**Task directions**. Print verbatim the lines of the entries from the one containing "Kindly mark the innermost point of each instance of the dark" to the last, inclusive, and no others.

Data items
• • • • •

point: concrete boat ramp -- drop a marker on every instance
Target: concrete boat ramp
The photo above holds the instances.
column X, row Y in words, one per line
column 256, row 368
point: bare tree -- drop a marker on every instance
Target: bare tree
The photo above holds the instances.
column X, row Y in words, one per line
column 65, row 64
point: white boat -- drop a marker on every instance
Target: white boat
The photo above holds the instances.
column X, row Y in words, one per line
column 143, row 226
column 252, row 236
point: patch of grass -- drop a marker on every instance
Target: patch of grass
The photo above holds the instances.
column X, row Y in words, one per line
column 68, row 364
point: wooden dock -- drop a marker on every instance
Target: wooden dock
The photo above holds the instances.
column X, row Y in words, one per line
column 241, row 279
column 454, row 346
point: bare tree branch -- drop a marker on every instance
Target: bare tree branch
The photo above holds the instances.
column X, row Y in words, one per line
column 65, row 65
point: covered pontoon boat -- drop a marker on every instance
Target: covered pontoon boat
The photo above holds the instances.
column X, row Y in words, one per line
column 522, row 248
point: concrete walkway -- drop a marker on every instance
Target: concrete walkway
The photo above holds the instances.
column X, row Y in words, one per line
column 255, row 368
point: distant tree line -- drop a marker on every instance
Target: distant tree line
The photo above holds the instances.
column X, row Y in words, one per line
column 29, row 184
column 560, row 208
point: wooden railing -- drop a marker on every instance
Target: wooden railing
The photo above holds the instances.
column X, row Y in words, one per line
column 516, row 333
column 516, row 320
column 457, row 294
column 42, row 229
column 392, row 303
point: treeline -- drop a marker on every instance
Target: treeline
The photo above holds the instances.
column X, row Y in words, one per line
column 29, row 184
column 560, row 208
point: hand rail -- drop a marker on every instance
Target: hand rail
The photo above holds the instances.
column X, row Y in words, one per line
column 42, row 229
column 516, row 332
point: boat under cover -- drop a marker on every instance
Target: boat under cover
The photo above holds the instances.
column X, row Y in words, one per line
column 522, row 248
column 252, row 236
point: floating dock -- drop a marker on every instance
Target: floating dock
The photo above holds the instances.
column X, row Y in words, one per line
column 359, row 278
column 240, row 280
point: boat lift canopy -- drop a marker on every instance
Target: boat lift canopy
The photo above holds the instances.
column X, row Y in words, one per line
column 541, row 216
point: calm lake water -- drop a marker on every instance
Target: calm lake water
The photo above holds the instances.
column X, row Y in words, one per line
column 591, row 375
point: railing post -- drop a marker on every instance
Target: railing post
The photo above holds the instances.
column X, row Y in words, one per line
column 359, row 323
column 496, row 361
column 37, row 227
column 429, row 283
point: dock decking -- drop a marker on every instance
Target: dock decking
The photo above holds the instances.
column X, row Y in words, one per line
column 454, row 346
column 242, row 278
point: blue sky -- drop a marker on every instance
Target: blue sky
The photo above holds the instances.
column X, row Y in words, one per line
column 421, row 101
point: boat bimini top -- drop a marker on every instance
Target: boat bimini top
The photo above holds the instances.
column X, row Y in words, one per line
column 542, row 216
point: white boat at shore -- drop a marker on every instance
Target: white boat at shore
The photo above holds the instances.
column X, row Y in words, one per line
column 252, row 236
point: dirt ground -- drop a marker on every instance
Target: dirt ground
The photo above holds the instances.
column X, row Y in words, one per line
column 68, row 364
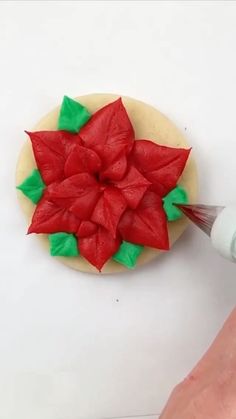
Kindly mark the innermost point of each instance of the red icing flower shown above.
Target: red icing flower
(103, 186)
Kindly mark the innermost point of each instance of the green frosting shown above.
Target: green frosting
(128, 254)
(63, 244)
(72, 115)
(178, 195)
(33, 186)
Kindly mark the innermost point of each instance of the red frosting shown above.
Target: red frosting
(104, 186)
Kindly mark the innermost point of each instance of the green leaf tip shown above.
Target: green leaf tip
(178, 195)
(128, 254)
(72, 115)
(63, 244)
(33, 186)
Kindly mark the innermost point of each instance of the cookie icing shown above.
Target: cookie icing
(103, 186)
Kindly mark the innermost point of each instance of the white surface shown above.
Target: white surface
(68, 348)
(223, 233)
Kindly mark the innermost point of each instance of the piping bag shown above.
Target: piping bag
(219, 223)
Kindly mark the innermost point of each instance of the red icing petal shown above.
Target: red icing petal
(133, 186)
(115, 170)
(49, 218)
(99, 247)
(51, 149)
(78, 193)
(81, 160)
(161, 165)
(110, 133)
(147, 225)
(109, 209)
(86, 228)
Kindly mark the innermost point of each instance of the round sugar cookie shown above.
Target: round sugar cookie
(148, 123)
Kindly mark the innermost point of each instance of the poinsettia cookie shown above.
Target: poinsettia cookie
(97, 179)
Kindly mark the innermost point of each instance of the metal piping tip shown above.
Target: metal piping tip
(203, 216)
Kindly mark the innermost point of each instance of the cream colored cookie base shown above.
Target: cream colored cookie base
(148, 123)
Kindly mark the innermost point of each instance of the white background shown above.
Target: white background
(68, 348)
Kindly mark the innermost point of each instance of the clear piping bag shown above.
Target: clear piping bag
(219, 223)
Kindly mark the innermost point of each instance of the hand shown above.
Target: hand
(209, 392)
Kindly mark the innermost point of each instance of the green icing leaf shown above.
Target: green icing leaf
(72, 115)
(128, 254)
(33, 186)
(63, 244)
(178, 195)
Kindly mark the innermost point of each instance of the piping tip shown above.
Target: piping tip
(203, 216)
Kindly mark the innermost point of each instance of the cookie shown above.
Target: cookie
(149, 126)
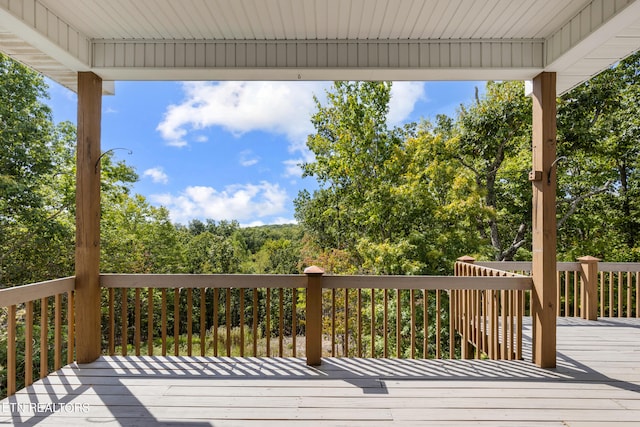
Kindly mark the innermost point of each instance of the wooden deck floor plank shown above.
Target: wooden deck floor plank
(597, 382)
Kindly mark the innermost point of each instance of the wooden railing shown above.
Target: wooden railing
(308, 315)
(489, 320)
(232, 315)
(37, 312)
(615, 286)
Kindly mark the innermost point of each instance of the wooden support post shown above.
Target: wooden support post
(543, 177)
(87, 300)
(589, 276)
(314, 315)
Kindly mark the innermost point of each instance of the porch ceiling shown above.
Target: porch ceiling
(319, 39)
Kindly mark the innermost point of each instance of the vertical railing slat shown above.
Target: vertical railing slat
(189, 322)
(111, 321)
(44, 347)
(163, 320)
(150, 304)
(228, 320)
(124, 314)
(280, 322)
(255, 322)
(71, 324)
(28, 344)
(241, 322)
(203, 321)
(216, 309)
(137, 316)
(398, 324)
(346, 322)
(176, 322)
(57, 332)
(268, 321)
(11, 350)
(294, 321)
(373, 323)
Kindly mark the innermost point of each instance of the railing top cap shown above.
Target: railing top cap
(313, 270)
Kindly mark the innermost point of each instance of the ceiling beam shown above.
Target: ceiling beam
(45, 31)
(313, 59)
(596, 24)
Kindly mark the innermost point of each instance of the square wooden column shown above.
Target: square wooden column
(87, 294)
(543, 177)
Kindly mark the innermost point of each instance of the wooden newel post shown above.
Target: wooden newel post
(87, 292)
(589, 276)
(461, 297)
(543, 228)
(314, 315)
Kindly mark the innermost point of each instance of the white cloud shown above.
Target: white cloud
(241, 107)
(248, 159)
(239, 201)
(157, 175)
(404, 96)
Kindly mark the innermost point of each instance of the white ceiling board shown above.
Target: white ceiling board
(181, 39)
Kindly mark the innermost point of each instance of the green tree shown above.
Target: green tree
(36, 228)
(599, 180)
(492, 140)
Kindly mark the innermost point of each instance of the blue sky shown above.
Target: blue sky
(229, 150)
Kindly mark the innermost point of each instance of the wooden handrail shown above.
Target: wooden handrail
(21, 294)
(276, 281)
(220, 281)
(428, 282)
(27, 296)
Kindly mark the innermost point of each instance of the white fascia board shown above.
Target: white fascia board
(600, 34)
(38, 38)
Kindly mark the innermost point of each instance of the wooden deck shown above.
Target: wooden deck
(597, 383)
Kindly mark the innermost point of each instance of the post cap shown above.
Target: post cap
(313, 270)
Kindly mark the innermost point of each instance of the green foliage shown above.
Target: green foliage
(599, 183)
(387, 198)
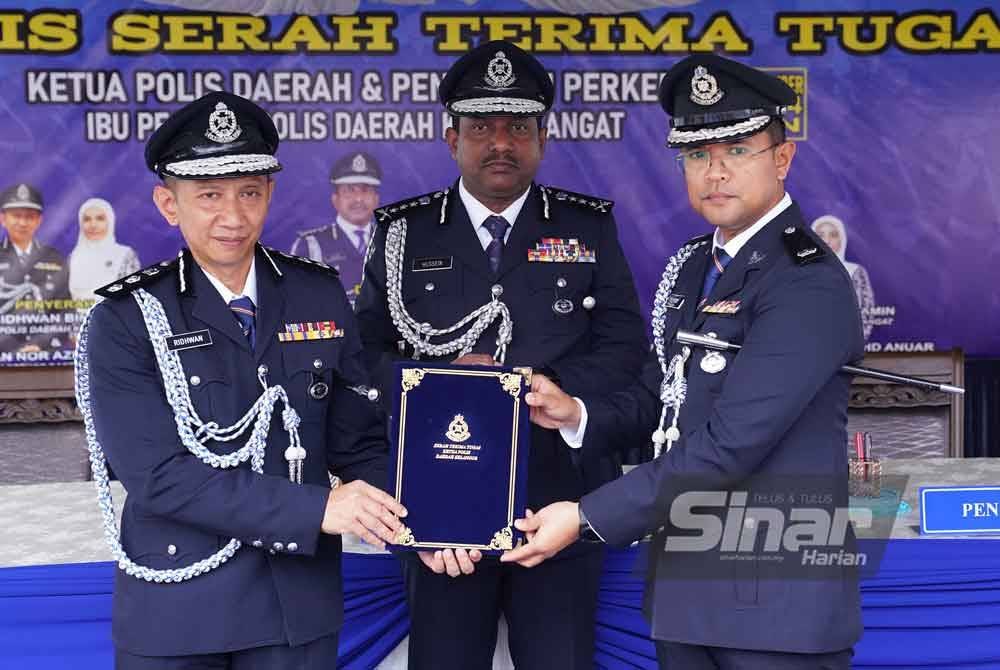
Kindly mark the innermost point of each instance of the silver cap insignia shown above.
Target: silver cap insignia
(222, 126)
(704, 89)
(499, 72)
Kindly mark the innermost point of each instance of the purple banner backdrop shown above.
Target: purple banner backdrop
(897, 124)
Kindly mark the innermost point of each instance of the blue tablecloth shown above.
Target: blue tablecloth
(933, 604)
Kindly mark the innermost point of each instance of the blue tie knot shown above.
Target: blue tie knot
(720, 259)
(497, 225)
(246, 313)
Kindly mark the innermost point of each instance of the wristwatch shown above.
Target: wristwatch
(587, 532)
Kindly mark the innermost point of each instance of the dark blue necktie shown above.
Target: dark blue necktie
(245, 312)
(497, 225)
(720, 259)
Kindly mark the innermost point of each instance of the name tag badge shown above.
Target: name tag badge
(959, 510)
(432, 263)
(197, 338)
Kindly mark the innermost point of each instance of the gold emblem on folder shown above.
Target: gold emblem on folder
(458, 429)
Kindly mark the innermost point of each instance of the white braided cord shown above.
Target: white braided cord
(673, 386)
(419, 335)
(194, 434)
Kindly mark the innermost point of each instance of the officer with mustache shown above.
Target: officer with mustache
(553, 259)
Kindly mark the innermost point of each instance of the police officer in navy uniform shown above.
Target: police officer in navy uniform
(29, 270)
(23, 259)
(343, 244)
(772, 413)
(241, 318)
(552, 259)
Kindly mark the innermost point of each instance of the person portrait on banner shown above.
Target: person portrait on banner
(832, 231)
(30, 272)
(98, 258)
(225, 387)
(502, 269)
(724, 424)
(356, 178)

• • • • •

**Answer for the task**.
Kindly mark the innermost point of each instance of the dark blue necktie shown above.
Target: dark blue necktie
(245, 312)
(497, 225)
(720, 259)
Kindly mark the innermost point of each instance of the name tag badge shown above.
Target: name tag badge
(959, 510)
(432, 263)
(197, 338)
Kindly mark the innermost point of each instance of the gold emblem on folder shown above.
Target: gold emblem on folder
(458, 429)
Kindly mark the innermost point of each instance of the white braided cord shown above.
Target: white braided cord
(673, 386)
(419, 335)
(194, 434)
Kindly mark the innermost point of each instance of the officer with mustache shown above.
Target: officer with mustache
(553, 259)
Kindly mark the innermost point of each instance of the police officer in navy uniform shown above.
Target: police officer in navy uniform
(29, 270)
(23, 259)
(343, 244)
(772, 413)
(241, 318)
(552, 259)
Kindly mark the innermost point of each instance of the person portrait on banner shown above.
Target: person portrait on banner
(832, 231)
(30, 272)
(98, 258)
(225, 387)
(502, 269)
(724, 424)
(356, 178)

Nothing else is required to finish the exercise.